Bacaan —
········
Oleh Tim AndrieWongso
Dalam sebuah kisah yang sudah menyebar melalui berbagai media, disebutkan, ada seorang anak. Ia bertanya kepada ayahnya, berapa gaji ayahnya dalam sehari? Sang ayah menjawab sambil terus sibuk dengan pekerjaan yang belum diselesaikannya, “Seratus dolar.”
Lalu, si anak kembali bertanya, “Ayah, bolehkan aku minta uang jajan lebih hari ini?” Sang ayah yang masih sibuk menjawab, ”Berapa yang kamu minta?” Sang anak menjawab, “Sepuluh dolar saja.” Si ayah berkata dengan sedikit emosi, karena si anak dianggap mengganggu kesibukannya, “Banyak sekali! Buat apa uang segitu?”
Dengan kepolosannya, sang anak menjawab, “Ayah, aku baru punya tabungan. Kalau ditambah sepuluh dolar lagi, aku bisa membeli waktu ayah satu jam saja untuk bermain-main dengan aku. Sisanya, anggap saja itu bonus untuk ayah karena mau menyisihkan waktu bermain dengan aku.” Sang ayah terkejut mendengar jawaban polos anaknya. Ia tersadar, ternyata, dirinya jarang menyisihkan waktu untuk sang anak.
Masalah “klasik” seperti itu banyak dijumpai di lingkungan sekitar kita. Banyak orangtua yang menganggap, uang yang dikumpulkan sebanyak-banyaknya, dengan bekerja keras hampir tak mengenal waktu, adalah salah satu solusi untuk dapat membahagiakan anak dan keluarga. Akibatnya, waktu yang hanya 24 jam sehari, nyaris tak bersisa untuk keluarga. Ujungnya, kedekatan anak dan orangtua pun seolah jadi berjarak. Itulah mengapa, ada banyak orangtua yang menyisihkan waktu di akhir pekan—Sabtu dan Minggu—agar benar-benar jadi waktu khusus untuk keluarga. Tapi, banyak pula yang kadang, malah menjadikan akhir pekan sebagai waktu lembur kerja.
Dilematis
Memilih antara uang dan keluarga kadang memang jadi sesuatu yang dilematis. Di saat ingin mencurahkan perhatian pada keluarga, kadang kebutuhan (baca: uang untuk membeli berbagai macam keperluan) menjadi sesuatu yang harus pula dipenuhi. Jika berimbang, barangkali tak masalah. Tapi, kadang yang sering terjadi, malah keluarga jadi nomor dua.
········
Data Entri —
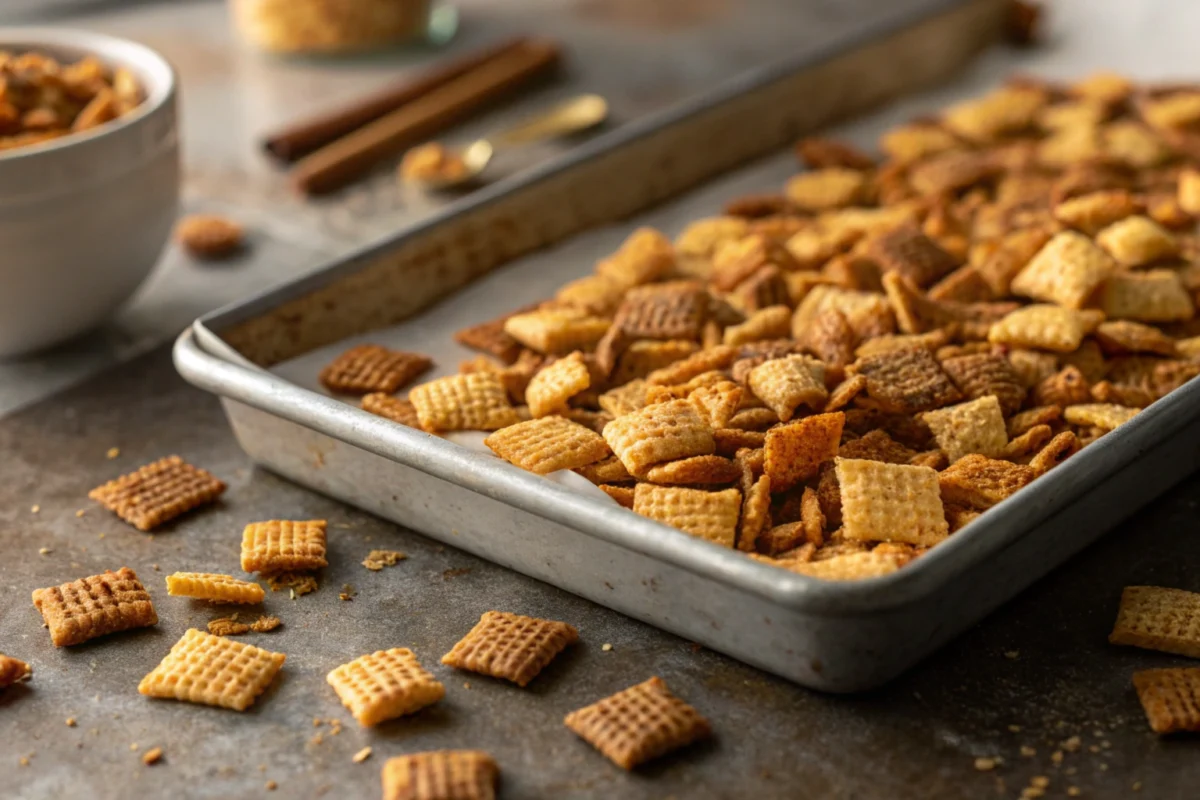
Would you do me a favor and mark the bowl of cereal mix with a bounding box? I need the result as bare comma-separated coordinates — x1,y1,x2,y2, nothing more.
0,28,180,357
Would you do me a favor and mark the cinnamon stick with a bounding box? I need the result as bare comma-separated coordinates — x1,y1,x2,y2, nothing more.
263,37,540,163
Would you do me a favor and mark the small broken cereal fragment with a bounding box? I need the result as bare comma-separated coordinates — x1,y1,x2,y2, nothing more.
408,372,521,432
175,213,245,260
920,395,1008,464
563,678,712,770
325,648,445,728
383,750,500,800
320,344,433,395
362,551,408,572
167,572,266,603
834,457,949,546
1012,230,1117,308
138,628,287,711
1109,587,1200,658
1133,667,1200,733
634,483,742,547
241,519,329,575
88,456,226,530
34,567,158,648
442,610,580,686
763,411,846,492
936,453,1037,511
········
Soal Latihan —
A: Sebutkan semua ucapan langsung sang ayah yang terdapat dalam bacaan tentang waktu untuk keluarga.
B: Salin ulang bagian bacaan tentang waktu untuk keluarga mulai dari "Dengan kepolosannya, sang" hingga "untuk sang anak.", lalu tukarlah "tabungan" menjadi "celengan".
C: Lanjutkan bacaan tentang waktu untuk keluarga setelah kalimat terakhirnya.
Entri tersebut tidak diperlukan untuk mengerjakan soal.

Kunci Jawaban —
A:
- "Seratus dolar."
- "Berapa yang kamu minta?"
- "Banyak sekali! Buat apa uang segitu?"

B:
Dengan kepolosannya, sang anak menjawab, “Ayah, aku baru punya celengan. Kalau ditambah sepuluh dolar lagi, aku bisa membeli waktu ayah satu jam saja untuk bermain-main dengan aku. Sisanya, anggap saja itu bonus untuk ayah karena mau menyisihkan waktu bermain dengan aku.” Sang ayah terkejut mendengar jawaban polos anaknya. Ia tersadar, ternyata, dirinya jarang menyisihkan waktu untuk sang anak.

C:
Jika itu yang terjadi pada keluarga kita, coba pertimbangkan hasil penelitian berikut. Studi ini diadakan oleh University of Texas di Austin, AS—melibatkan 274 pasangan menikah yang hidup di sekitar Teluk San Francisco. Mereka diteliti dalam rentang waktu sepuluh tahun, yakni antara 1981 hingga 1991. Semua keluarga diharuskan mengisi survey yang diadakan dalam empat kali selama rentang waktu tersebut. Indikator yang dijadikan materi survei adalah pendapatan keluarga; dukungan keluarga; dan kebahagiaan.
Dalam penelitian yang dimuat pada Journal of Family Psychology ini ditemukan bahwa ikatan kebahagiaan yang kuat dari sebuah keluarga, tidak berbanding lurus dengan peningkatan pendapatan keluarga. Ini mengindikasikan, bahwa kebahagiaan keluarga, tidak selalu dipengaruhi oleh kenaikan pendapatan.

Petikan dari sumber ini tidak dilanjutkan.